■ Инструкции к заданию:
1. Воспроизведите без изменений фрагмент текста о повести Хармса «Старуха»: всё от слов «Особое внимание литературовед» вниз до слов «идею открытого текста.» включительно.
2. Назовите всех литературоведов, чьи взгляды излагаются в тексте о повести Хармса «Старуха».
3. Допишите продолжение текста о повести Хармса «Старуха», начав сразу после его последнего предложения.

■ Текстовый блок:
Сказанное приводит Кэррика к проблеме свободной воли, которая в описанных выше условиях оказывается лишь иллюзией. Настоящая свобода — это возможность вести себя против ожиданий. Об этом идет речь в задуманном героем рассказе о чудотворце, который не творит чудес. Именно с понятием чуда, которое имеет для Хармса и Старухи важное значение, неотъемлемо связано противостояние идее неизбежности. Кэррик делает вывод, что герой не может написать рассказ о чудотворце именно потому, что по силе свободы воли тот равен Богу, а божественное существо невозможно описать человеческими словами.

Кэррик считает религиозное переживание героя в конце повести немотивированным. В этом отношении он противоречит Нахимовской, которая считает мотивацией данного события внезапное осознание героем того, что за кажущейся абсурдностью мира существует некий высший порядок. Однако Кэррик отмечает, что глубинный религиозный смысл переживания героя заключается именно в его немотивированной неожиданности, поскольку она соответствует идее о Боге, непостижимом человеческим разумом.

Кукулин (1997) рассматривает Старуху главным образом с двух точек зрения: с одной стороны, он изучает отношение повести к литературной традиции, также уделяя внимание процессу создания художественного текста; с другой стороны, он сосредоточивается на религиозно-экзистенциальных вопросах повести. Он отмечает, что герой повести представляет новацию в русской литературе, поскольку в его образе сочетаются, во-первых, элементы традиции «петербургского мифа» и, во-вторых, автобиографические элементы. В результате возникает образ литературного героя, который Кукулин называет автомифологическим. Центральной чертой, характеризующей героя и связывающей его с названной традицией, Кукулин считает его неспособность управлять окружающим миром и своей судьбой. Таким образом, речь идет о проблеме свободы воли. Герой живет в мире, события которого непредсказуемы, но — утверждает исследователь — эти события не являются абсурдными, хотя они могут казаться такими из-за своей непонятности.

Особое внимание литературовед обращает на важную для Старухи проблему письма. Герой ощущает недостаточность контроля над своей жизнью, что сказывается и на его писательской деятельности: он не может написать уже придуманный рассказ о чудотворце. К тому же, последняя фраза Старухи намекает на неоконченность повести. Также эту черту текста Кукулин относит к его биографичности с учетом того, что у Хармса было необыкновенно большое количество недописанных текстов. Далее Кукулин считает, что, благодаря данной черте, творчество Хармса предвосхищает разработанную московскими концептуалистами идею открытого текста.

■ Блок данных:
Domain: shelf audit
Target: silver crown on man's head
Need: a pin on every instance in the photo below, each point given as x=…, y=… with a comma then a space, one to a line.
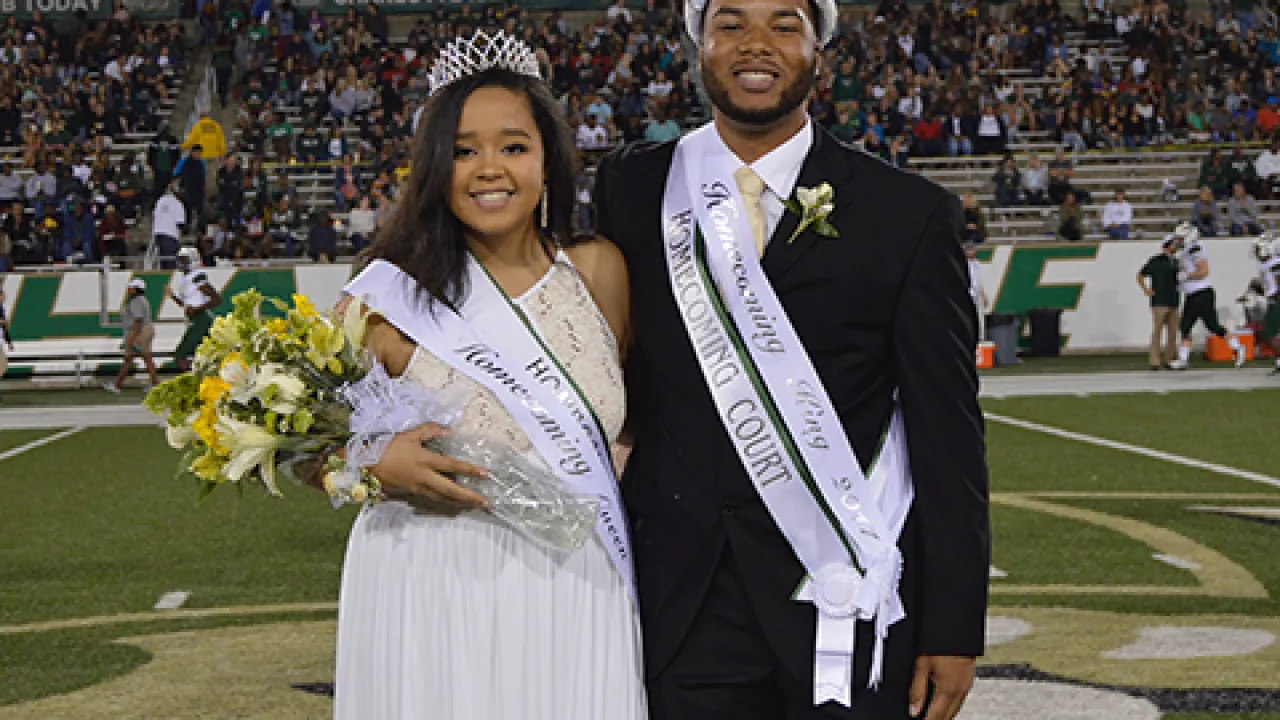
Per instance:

■ Ответы к заданиям:
1.
Особое внимание литературовед обращает на важную для Старухи проблему письма. Герой ощущает недостаточность контроля над своей жизнью, что сказывается и на его писательской деятельности: он не может написать уже придуманный рассказ о чудотворце. К тому же, последняя фраза Старухи намекает на неоконченность повести. Также эту черту текста Кукулин относит к его биографичности с учетом того, что у Хармса было необыкновенно большое количество недописанных текстов. Далее Кукулин считает, что, благодаря данной черте, творчество Хармса предвосхищает разработанную московскими концептуалистами идею открытого текста.

2. Кэррик, Нахимовская, Кукулин.

3.
Кукулин указывает и на то, что очевидное присутствие литературной традиции в Старухе отражается на характере авторства текста. При этом он касается разных мифологем письма — письма вообще, литературного письма и письма определенного автора, — показывая, как в повести Хармса происходит изживание этих мифологем. Например, когда герой сообщает, что он не в состоянии написать свой рассказ о чудотворце, само это сообщение парадоксальным образом оказывается частью другого художественного текста.

Кукулин рассматривает религиозные вопросы Старухи в связи с проблемой времени и вневременности, ярко выраженной в Старухе. Он связывает идею вневременности Хармса с идеями чинарей о непосредственном контакте с действительностью. Для чинарей речь шла не только о теоретическом размышлении — в целях достижения подобного опыта они пользовались медитацией и другими практиками.

Согласно Кукулину, герой повести в конце концов понимает, что за неожиданными и непонятыми событиями действует сам Бог. Можно сказать, что в этом отношении он разделяет трактовку Нахимовской. В отличие от точки зрения Кэррика, согласно которой Бог Хармса и Старухи абсолютно трансцендентен, Кукулин считает, что при просветлении герой достигает подлинного контакта с Богом. При этом он указывает на сходство Старухи с распространенными в разных религиозных традициях сюжетами, в которых к просветлению приходят через испытания и трудности.

Монография Робертса (Roberts 1997) рассматривает поэтику группы ОБЭРИУ, в первой же главе автор изучает проблему авторства текста. Робертс обращает внимание на то, что в прозе Хармса постоянно ставится под вопрос типичная для русской культуры тенденция придавать писателю подчеркнуто важный статус. Кульминацией развития проблемы авторства в творчестве Хармса Робертс считает Старуху, которой в первой главе посвящен раздел под названием «Writing for a Miracle: Kharms’s The Old Woman as Menippean Satire» (с. 38—44). Оперируя понятиями, введенными в работах Михаила Бахтина, Робертс отмечает, что благодаря встречающимся в повести пародийным аллюзиям на классиков происходит карнавализация традиции «петербургского текста». Кроме этого литературного плана Робертс указывает на ряд мотивов, в которых воплощается идея карнавализации. Самым наглядным примером такого мотива является оживление трупа старухи.

Робертс считает Старуху типичным примером менипповой сатиры в бахтинском понимании термина: в центре повести находится исключительная ситуация — смерть и оживление старухи, дающая возможность испытать некую идею. В Старухе испытываются идеи Бога и бессмертия, а также проблема авторства текста. Примером последнего служат неудачные попытки героя написать рассказ о чудотворце — по его словам, «гениальную вещь». В этом примере в сжатом виде выражается идея увенчания и развенчания карнавального короля, роль которого принадлежит герою-писателю. По мнению Робертса, последние события повести, во время которых старуха исчезает и герой становится на колени перед Богом, предлагают, наконец, ответ на вопрос о положении автора текста: доказывая свое существование, Бог показывает, что только он может решать, как должна заканчиваться история. Таким образом, автор в конечном итоге не имеет авторских прав на собственные тексты.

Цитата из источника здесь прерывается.